>> begin STORED RECORDS

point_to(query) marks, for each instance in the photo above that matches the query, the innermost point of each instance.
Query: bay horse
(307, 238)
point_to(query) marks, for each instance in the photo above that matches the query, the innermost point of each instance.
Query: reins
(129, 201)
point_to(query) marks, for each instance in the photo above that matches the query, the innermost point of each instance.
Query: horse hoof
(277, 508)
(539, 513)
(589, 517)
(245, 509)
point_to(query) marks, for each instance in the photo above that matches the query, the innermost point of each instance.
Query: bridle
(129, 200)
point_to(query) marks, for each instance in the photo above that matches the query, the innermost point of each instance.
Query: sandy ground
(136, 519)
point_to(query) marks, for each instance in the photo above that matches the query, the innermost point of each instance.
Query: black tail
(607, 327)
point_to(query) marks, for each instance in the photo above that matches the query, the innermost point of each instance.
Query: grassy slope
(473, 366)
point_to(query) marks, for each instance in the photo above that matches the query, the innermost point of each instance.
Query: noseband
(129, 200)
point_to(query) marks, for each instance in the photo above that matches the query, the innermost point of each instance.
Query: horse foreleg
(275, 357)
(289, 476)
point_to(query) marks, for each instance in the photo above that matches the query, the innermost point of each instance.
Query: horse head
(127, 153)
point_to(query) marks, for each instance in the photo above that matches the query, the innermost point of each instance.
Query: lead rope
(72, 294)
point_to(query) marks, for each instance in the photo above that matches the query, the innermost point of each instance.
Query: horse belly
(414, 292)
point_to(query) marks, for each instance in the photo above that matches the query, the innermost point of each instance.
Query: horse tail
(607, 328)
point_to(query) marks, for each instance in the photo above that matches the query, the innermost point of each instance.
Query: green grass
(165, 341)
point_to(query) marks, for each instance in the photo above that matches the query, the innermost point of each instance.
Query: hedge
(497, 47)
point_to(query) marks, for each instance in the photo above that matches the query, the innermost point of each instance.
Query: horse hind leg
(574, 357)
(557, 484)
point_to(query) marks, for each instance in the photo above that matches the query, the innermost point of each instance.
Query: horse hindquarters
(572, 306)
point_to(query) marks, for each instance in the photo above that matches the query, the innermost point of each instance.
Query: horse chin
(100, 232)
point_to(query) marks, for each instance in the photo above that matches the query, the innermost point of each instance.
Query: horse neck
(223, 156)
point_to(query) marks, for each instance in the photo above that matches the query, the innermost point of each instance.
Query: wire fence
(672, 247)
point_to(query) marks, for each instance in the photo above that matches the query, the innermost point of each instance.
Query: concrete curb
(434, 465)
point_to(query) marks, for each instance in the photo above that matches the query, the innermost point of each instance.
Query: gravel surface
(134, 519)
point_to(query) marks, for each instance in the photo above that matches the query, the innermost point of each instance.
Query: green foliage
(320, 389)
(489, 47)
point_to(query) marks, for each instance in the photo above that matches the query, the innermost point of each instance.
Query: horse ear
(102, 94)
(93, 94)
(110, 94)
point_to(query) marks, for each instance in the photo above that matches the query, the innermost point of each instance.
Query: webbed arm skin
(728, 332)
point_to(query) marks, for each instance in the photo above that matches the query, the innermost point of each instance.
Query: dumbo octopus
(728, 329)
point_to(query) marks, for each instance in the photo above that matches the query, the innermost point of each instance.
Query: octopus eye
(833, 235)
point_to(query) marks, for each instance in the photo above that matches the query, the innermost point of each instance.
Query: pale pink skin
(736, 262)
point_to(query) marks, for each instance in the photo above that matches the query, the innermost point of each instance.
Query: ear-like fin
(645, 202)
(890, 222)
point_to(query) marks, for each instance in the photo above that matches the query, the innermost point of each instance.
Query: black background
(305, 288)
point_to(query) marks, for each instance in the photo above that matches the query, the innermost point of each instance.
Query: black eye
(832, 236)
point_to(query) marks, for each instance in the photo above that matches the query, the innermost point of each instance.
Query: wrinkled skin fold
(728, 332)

>> end STORED RECORDS
>> begin STORED RECORDS

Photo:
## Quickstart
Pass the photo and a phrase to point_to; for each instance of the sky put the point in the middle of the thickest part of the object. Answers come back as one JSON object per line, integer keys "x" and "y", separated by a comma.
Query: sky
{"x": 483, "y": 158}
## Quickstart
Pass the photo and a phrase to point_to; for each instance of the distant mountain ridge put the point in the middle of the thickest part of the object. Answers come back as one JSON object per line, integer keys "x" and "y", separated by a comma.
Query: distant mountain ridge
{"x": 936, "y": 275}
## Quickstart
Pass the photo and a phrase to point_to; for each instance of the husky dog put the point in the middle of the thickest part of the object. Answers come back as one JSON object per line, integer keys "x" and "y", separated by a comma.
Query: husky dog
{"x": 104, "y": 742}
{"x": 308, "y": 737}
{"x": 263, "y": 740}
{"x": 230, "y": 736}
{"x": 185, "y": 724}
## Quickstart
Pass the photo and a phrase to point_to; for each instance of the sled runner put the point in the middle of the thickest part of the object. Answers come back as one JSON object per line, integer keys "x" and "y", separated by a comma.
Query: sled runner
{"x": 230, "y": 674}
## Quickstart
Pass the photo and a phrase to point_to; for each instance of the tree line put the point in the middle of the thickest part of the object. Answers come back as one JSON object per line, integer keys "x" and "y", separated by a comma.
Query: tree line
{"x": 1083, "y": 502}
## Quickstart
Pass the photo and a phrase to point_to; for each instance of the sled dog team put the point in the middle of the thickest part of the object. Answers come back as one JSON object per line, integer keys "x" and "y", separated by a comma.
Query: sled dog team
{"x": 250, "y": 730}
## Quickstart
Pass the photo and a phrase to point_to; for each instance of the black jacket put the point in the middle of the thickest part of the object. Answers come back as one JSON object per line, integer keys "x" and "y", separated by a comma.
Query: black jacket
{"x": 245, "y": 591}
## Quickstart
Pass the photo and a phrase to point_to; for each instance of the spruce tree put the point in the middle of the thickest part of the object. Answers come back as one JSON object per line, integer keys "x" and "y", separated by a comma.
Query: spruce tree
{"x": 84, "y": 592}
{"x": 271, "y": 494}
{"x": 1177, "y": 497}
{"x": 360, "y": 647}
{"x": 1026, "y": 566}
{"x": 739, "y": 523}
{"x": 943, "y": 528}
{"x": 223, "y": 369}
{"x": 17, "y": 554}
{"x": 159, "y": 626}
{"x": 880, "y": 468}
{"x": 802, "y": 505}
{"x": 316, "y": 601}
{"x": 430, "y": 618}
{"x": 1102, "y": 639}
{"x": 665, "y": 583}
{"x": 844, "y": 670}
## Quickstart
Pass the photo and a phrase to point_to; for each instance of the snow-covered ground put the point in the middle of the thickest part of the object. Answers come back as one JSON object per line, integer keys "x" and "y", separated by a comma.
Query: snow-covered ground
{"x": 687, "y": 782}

>> end STORED RECORDS
>> begin STORED RECORDS

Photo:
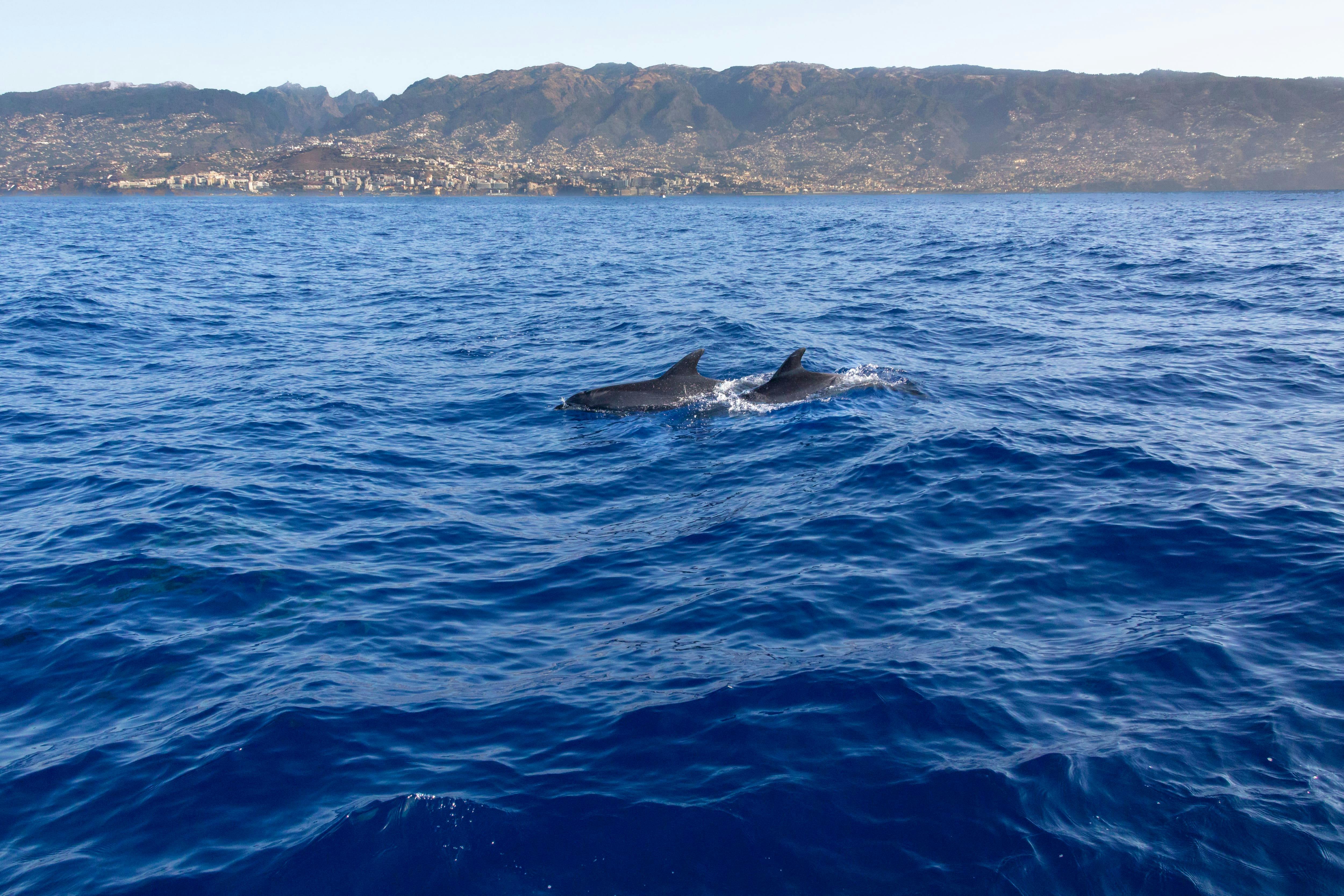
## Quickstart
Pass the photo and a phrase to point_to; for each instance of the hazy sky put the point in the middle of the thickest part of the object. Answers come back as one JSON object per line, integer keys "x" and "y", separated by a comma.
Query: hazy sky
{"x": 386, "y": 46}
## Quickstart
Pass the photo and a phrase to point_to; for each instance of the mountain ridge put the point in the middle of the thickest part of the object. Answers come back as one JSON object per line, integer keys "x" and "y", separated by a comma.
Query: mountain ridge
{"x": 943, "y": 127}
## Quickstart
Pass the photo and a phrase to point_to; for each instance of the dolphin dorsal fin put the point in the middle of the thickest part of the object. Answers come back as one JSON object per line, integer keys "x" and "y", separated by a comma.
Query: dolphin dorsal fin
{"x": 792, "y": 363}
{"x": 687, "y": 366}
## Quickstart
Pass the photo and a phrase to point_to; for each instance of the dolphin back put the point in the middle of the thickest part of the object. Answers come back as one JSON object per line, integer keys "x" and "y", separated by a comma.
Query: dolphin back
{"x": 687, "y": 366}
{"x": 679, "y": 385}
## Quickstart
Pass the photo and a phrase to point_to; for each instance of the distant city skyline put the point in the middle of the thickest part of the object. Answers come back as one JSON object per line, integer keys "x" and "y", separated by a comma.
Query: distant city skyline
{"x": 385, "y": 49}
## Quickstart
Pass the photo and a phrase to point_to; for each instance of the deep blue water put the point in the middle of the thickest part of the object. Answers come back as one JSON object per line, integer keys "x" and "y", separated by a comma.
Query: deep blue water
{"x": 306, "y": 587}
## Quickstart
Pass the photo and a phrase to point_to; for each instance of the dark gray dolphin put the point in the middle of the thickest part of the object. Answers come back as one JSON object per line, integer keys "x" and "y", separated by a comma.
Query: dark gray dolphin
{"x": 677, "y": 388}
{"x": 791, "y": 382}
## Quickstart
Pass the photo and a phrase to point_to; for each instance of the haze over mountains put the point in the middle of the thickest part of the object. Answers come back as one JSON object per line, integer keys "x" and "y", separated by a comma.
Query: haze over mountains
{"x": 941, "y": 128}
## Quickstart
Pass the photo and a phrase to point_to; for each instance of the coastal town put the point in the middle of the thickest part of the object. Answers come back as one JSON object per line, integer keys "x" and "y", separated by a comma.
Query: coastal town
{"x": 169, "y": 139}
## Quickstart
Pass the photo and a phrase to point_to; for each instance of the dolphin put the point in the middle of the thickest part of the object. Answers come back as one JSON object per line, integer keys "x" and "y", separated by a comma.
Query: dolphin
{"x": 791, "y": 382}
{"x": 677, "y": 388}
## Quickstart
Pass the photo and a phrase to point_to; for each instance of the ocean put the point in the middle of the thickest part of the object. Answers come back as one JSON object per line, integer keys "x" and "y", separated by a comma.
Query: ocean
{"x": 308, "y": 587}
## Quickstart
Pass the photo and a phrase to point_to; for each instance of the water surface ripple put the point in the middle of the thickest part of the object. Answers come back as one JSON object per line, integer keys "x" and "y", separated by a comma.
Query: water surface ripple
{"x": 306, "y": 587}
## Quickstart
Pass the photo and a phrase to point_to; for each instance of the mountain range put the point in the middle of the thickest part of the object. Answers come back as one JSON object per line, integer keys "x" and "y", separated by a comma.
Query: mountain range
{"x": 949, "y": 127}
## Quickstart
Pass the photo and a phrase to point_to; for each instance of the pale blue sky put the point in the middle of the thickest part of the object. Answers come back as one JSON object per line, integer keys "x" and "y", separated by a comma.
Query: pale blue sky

>> end STORED RECORDS

List each line of the records that contains the string "range", copying every such line in full.

Pass the photo and a phrase to point_to; for each instance of the mountain range put the point in the middle of the thickest part of the object. Answers come back as one JSON object per line, integer keys "x" and "y", separated by a comma.
Query: mountain range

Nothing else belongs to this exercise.